Rewrite the whole listing below, requests included, and add 103 to both coordinates of every answer point.

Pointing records
--- Start ---

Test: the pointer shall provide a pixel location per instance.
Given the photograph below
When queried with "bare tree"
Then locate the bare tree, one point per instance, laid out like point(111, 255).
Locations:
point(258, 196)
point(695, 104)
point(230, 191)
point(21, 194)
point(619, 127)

--- End ---

Worked solution ->
Test: the pointer shall provide a pixel location per instance.
Given the photograph below
When queried with "bare tree"
Then locate the bare tree, one point per instance, laid out like point(111, 255).
Locations:
point(361, 299)
point(798, 207)
point(333, 294)
point(124, 297)
point(722, 230)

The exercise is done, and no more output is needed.